Task description:
Reproduce exactly the lines of this material that begin at the line with "Would you mind pinning the metal railing" and end at the line with "Would you mind pinning the wooden roof", both included. Omit the pictures and everything else.

Information provided:
▼▼▼
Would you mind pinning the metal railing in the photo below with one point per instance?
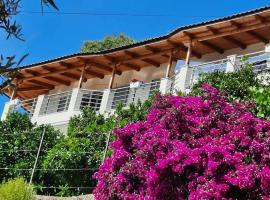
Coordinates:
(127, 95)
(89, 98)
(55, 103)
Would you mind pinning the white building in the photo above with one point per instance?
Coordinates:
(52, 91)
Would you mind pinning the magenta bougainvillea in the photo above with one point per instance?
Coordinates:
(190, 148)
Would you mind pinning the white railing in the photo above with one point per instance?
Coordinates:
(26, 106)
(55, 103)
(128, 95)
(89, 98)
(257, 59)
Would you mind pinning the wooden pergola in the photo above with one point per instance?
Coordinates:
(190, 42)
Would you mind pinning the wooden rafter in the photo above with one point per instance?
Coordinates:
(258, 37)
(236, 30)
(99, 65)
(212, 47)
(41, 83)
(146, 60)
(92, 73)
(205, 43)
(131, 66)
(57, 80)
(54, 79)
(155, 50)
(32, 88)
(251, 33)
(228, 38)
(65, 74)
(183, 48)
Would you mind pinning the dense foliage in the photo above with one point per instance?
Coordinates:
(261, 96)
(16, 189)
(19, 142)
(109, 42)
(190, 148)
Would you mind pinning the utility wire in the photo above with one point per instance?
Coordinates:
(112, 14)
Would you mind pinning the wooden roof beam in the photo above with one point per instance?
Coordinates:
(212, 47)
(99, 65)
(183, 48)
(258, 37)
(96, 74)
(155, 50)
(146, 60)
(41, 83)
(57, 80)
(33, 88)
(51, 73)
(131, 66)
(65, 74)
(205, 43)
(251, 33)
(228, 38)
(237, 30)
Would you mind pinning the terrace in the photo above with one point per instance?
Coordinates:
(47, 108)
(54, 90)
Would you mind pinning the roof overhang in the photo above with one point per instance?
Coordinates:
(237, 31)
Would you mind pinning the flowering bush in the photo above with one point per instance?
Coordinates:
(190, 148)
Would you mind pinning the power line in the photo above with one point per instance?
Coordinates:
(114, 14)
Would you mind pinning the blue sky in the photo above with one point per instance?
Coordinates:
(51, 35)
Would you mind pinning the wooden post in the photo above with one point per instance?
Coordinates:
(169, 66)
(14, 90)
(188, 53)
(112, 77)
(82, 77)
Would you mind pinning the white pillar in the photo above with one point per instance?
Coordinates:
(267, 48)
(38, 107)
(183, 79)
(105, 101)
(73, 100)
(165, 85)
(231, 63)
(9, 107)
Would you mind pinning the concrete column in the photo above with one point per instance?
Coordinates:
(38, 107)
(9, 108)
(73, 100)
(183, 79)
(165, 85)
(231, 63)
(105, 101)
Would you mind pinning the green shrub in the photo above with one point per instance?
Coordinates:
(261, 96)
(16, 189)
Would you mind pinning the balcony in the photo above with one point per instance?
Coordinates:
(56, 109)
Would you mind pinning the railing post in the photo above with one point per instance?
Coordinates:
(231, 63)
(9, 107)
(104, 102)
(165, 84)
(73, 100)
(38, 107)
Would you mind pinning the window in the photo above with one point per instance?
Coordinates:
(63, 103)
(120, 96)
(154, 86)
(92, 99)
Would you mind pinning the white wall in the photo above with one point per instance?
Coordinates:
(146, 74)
▲▲▲
▼▼▼
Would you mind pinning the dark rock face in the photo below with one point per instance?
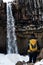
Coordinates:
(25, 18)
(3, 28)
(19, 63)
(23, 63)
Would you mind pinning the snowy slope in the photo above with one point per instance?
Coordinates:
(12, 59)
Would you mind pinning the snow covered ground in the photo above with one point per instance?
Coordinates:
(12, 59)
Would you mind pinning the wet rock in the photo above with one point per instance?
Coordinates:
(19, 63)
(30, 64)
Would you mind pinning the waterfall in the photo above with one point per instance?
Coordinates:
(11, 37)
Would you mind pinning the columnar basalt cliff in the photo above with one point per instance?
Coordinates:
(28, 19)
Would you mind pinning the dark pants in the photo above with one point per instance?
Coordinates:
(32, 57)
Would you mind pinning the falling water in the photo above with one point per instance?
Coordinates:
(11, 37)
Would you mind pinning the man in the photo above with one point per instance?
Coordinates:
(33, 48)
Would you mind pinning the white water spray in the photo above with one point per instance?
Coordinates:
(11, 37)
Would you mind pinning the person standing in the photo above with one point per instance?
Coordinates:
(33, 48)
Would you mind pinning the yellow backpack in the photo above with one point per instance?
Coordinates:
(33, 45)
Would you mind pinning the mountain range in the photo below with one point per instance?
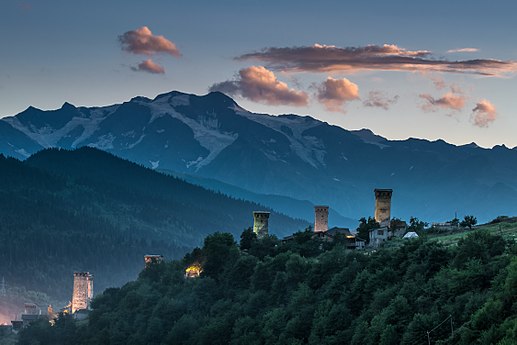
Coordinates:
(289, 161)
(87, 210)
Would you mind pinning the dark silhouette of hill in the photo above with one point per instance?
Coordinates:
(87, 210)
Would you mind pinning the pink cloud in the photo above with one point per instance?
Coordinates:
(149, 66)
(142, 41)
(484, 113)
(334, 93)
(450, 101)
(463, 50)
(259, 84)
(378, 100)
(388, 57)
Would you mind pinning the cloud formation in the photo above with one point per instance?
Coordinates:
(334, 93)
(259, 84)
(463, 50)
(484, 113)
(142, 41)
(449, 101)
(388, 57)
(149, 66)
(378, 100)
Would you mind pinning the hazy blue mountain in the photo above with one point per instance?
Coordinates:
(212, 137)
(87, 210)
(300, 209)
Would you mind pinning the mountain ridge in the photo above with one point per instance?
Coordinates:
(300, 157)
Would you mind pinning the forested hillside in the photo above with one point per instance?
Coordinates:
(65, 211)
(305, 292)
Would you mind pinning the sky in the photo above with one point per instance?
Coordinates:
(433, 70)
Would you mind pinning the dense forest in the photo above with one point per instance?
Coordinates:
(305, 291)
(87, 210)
▲▲▲
▼▼▼
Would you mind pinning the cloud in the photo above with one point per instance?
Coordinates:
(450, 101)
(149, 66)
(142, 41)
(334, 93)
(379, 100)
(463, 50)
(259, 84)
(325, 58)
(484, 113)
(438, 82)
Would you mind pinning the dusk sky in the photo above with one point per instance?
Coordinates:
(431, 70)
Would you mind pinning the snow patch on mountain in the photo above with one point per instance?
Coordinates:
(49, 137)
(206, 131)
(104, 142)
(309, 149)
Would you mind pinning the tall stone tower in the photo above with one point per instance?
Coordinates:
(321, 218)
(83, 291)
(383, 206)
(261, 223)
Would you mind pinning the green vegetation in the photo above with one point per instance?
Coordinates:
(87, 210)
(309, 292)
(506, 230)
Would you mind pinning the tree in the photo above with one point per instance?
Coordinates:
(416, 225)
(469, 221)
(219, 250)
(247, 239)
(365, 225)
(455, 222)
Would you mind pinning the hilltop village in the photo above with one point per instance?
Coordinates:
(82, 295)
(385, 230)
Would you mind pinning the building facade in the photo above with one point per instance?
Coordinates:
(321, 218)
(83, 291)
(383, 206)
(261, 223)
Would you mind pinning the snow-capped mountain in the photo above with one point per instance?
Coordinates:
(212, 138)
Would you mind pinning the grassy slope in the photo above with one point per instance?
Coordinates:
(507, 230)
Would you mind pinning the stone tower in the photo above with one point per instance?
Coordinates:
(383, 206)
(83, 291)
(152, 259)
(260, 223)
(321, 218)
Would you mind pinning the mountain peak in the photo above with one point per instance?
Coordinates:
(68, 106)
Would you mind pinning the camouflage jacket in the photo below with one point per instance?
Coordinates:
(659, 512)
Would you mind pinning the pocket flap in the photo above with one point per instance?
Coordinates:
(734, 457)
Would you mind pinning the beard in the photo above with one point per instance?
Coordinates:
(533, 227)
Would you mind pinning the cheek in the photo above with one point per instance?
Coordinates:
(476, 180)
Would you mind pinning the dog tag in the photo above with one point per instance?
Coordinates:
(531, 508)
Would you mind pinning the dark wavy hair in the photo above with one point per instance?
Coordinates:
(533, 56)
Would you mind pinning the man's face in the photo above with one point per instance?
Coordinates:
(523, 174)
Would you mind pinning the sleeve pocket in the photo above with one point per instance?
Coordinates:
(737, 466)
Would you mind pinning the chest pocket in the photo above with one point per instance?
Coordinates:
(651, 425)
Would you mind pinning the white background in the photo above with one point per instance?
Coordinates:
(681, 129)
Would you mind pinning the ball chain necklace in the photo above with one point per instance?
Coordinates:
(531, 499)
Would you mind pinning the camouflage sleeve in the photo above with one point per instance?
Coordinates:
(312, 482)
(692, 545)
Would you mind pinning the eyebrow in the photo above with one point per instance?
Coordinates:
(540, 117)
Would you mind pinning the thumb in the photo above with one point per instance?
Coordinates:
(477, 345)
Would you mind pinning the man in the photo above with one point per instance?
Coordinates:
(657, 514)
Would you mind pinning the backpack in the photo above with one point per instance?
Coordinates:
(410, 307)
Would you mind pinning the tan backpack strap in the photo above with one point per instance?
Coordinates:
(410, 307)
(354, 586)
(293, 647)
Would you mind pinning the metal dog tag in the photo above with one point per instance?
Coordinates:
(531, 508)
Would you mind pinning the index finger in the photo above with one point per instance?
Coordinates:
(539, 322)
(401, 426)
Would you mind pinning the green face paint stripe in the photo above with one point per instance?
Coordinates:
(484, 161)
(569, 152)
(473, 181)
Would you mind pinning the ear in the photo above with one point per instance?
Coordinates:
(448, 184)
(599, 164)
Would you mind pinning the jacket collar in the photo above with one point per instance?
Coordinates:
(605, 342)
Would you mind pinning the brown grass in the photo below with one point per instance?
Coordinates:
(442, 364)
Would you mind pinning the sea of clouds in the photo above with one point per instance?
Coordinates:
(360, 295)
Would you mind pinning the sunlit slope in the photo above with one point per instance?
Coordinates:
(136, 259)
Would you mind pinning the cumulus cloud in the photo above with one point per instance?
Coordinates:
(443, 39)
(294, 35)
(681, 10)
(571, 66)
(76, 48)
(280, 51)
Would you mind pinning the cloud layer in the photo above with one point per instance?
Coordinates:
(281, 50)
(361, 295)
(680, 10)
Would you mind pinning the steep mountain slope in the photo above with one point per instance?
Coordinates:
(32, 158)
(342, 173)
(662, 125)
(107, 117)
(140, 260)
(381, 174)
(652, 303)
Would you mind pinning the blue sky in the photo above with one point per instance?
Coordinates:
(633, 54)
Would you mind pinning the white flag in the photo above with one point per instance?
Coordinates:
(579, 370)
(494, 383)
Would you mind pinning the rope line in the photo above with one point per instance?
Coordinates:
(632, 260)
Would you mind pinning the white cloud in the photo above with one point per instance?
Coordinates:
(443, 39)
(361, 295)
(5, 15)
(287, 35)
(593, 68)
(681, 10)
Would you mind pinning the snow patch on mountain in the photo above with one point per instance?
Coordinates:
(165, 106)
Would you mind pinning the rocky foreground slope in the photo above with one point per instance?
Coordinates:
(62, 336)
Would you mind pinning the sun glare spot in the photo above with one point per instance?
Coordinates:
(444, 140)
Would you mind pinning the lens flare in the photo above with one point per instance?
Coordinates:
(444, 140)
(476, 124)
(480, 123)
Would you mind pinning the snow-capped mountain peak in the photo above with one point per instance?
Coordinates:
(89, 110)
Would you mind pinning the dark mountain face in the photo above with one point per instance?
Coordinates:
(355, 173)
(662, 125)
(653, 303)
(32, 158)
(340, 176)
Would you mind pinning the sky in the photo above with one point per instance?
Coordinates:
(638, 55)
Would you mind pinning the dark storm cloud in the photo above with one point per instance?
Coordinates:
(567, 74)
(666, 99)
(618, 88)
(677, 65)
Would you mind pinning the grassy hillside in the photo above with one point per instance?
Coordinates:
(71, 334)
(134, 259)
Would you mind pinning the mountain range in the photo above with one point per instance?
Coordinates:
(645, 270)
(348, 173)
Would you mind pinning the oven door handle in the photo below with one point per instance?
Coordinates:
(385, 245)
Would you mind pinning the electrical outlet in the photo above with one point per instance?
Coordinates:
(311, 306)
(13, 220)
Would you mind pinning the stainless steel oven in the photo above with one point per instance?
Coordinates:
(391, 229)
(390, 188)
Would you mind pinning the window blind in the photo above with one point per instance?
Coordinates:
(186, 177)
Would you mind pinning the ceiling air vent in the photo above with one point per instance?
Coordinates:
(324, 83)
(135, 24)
▲▲▲
The completed task:
Would you mind pinning the metal railing in the photo below with one point per instance?
Coordinates:
(127, 95)
(89, 98)
(55, 103)
Would you mind pinning the white building in the photo above with one point per instance?
Coordinates:
(52, 91)
Would you mind pinning the magenta bougainvillea in the photo above with one point per instance?
Coordinates:
(190, 148)
Would you mind pinning the white railing in the photo above with one point per instance?
Coordinates:
(26, 106)
(55, 103)
(128, 95)
(89, 98)
(257, 59)
Would you mind pinning the wooden pergola in the photo above with one point per instance?
Coordinates:
(190, 42)
Would you mind pinning the wooden rafter in the photo above with one point per instance?
Coordinates:
(258, 37)
(236, 30)
(99, 65)
(212, 47)
(41, 83)
(146, 60)
(92, 73)
(205, 43)
(131, 66)
(57, 80)
(54, 79)
(155, 50)
(32, 88)
(251, 33)
(228, 38)
(65, 74)
(183, 48)
Would you mind pinning the dense foliage in the photo above with one point per instance?
Coordinates:
(261, 96)
(16, 189)
(19, 142)
(109, 42)
(190, 148)
Would you mind pinning the utility wire in the photo above with one point per instance?
Coordinates:
(112, 14)
Would you mind pinning the wooden roof beam in the photo above with one point per instance?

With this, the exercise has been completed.